### [Assignment]
The expected output is the full set of entries, printed exactly, without pictures.

### [The data]
· · · · · · ·

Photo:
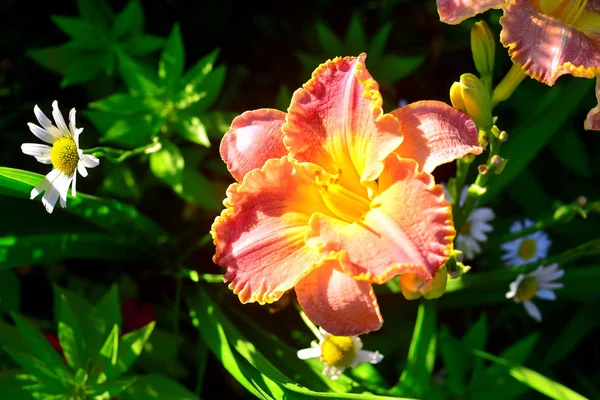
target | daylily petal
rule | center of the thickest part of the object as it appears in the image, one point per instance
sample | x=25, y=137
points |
x=336, y=121
x=592, y=122
x=455, y=11
x=545, y=46
x=408, y=228
x=260, y=237
x=339, y=304
x=435, y=133
x=254, y=137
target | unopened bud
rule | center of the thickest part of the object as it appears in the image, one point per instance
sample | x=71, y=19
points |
x=413, y=286
x=500, y=166
x=483, y=48
x=471, y=96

· · · · · · ·

### [Solution below]
Photo:
target | daylily petal
rule | center of the thickest part of the object as it appears in the image, one point per instance
sample | x=25, y=137
points |
x=336, y=121
x=592, y=122
x=455, y=11
x=545, y=46
x=408, y=228
x=260, y=237
x=339, y=304
x=435, y=133
x=254, y=137
target | unopened bud
rule | center of the thickest part of the object as it appears in the image, one point per instance
sample | x=71, y=19
points |
x=413, y=286
x=500, y=166
x=483, y=48
x=471, y=96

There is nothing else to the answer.